● **Consigne**: Continuez le texte sur les experts, les journalistes et l'opinion sur le vote Le Pen, en reprenant juste après sa dernière phrase.

### Extrait du document ###

6) L'importance qu'il faut accorder aux experts (politologues et économistes) pour qu'ils parlent d'une même voix ou qu'ils affichent publiquement la même croyance. En effet, il faut empêcher certains experts d'affirmer une opinion contraire à celle de ceux qui manipulent la cascade. Lors de cette campagne aucun expert – économiste ou politologue – pouvant soutenir le candidat du Front National n'a pu accéder aux médias.
Le politiquement correct 
  
          Pour mieux expliquer la formation des croyances chez les experts et/ou les journalistes à partir d'un comportement rationnel, il faut faire appel au comportement stratégique des minorités d'activistes qui vont, grâce à des réseaux et des mécanismes de réputation ou de stigmatisation, réaliser la concordance des croyances – ce qui permettra à un comportement mécanique dans un contexte d'ignorance rationnelle(11) de jouer pleinement pour enclencher la cascade d'information dans l'opinion qui est l'objectif ultime. 
  
          L'idée de fond est la suivante: L'état de l'opinion publique, sur le fait que le candidat Le Pen est un « produit politique » à risque, est la somme pondérée des opinions affichées publiquement par les experts ou les journalistes. Les pondérations représentent le poids de l'expert dans la formation de l'état de l'opinion publique.  
  
          Chaque expert ou journaliste à une opinion privée ou personnelle, sur le fait que voter Le Pen est risqué ou non. Appelons l'opinion A: voter Le Pen est risqué; et Non A: l'opinion contraire. Il va afficher publiquement son opinion privée, A, en prenant en compte l'opinion publiquement affichée par les autres A ou Non A. À chaque fois qu'il affiche publiquement son opinion privée, A, compte tenu de l'opinion affichée publiquement par les autres, A ou Non A, il perçoit des gains monétaires et non monétaires nets de certains coûts. Prenons le cas où il affiche publiquement sa croyance privée Non A et que l'opinion affichée publiquement par les autres est conforme à sa croyance privée propre Non A, le scientifique ou le journaliste en tire une satisfaction positive. À l'inverse, si les autres expriment publiquement une croyance opposée à la sienne, ils affichent publiquement A, il supporte une sanction qui lui sera imposée par ses pairs (ostracisme dans les colloques, refus d'avancement dans la promotion des carrières pour lui et ses assistants, répression de la liberté d'expression et de publication, privation de contrats de recherche...).

### Données ###

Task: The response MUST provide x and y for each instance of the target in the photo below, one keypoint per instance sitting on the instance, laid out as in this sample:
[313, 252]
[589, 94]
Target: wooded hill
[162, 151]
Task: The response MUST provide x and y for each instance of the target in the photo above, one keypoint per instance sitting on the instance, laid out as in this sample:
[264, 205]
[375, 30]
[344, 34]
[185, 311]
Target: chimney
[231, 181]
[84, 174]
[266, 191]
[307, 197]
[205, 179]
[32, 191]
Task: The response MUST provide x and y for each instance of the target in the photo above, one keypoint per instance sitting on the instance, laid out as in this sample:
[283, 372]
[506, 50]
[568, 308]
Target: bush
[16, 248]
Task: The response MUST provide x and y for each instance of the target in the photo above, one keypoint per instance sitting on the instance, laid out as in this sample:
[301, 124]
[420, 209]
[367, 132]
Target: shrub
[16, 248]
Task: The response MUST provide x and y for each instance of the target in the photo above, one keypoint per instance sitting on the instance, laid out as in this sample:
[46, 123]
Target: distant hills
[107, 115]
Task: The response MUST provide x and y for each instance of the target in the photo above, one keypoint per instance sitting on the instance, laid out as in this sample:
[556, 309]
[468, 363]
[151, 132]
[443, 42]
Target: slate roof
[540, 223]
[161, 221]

###

● **Résultat**:
  
          Prenons l'autre cas où sa croyance privée est A: si les autres affichent A, il tire une satisfaction positive; en revanche dans le cas contraire il en tire une satisfaction négative. On peut seulement supposer que lorsqu'il y a coïncidence des opinions sur A ou sur Non A, les gains positifs attendus diffèrent selon que l'une ou l'autre opinion est « intrinsèquement vraie ». Nous avons alors dans le jargon de la théorie des jeux un équilibre bimorphique. Il existe un seuil pour lequel l'individu est indifférent à afficher publiquement l'une ou l'autre opinion. Dès qu'il estime que les autres vont afficher publiquement une opinion dans une certaine proportion qui excède ce seuil (respectivement en deçà de ce seuil) alors il se conforme à l'opinion des autres. Tous font face au même dilemme et tous adoptent la même opinion quelle qu'elle soit.  
  
L'économie des réseaux 
  
          Comment les minorités activistes arrivent-elles à homogénéiser les croyances affichées publiquement? Une incursion dans l'économie des réseaux n'est pas inutile à ce stade de l'analyse. Dans un réseau, on distingue habituellement trois niveaux: l'infrastructure, l'info structure et les services finals. Dans le cas particulier qui nous concerne, distinguons deux sous-réseaux composés de trois niveaux chacun. Le premier d'entre eux est celui des experts (politologues, économistes, philosophes, etc.) sous-jacent à la formation des croyances dans l'opinion publique. Les noeuds et les arcs de son infrastructure se composent des équipes travaillant dans les universités, les clubs de pensée, les laboratoires de recherche, au CNRS, et des liens qui les relient entre elles comme avec leurs financeurs pour l'obtention des fonds de recherche sous forme d'appels d'offres auprès de ministères, d'organismes internationaux et/ou de fondations privées. Ils sont aussi en relation entre eux pour les publications, les postes et les honneurs. L'info structure consiste en l'aiguillage des fonds, des publications et des postes au travers des comités scientifiques, des commissions de spécialistes et autres instances de décisions. Affiliations syndicales, politiques, religieuses et liens personnels ou clientélistes vont permettre l'aiguillage des fonds et des positions. Les services finals sont les attributions de fonds, de postes, d'autorisation de publication, etc., aux équipes de recherche scientifique.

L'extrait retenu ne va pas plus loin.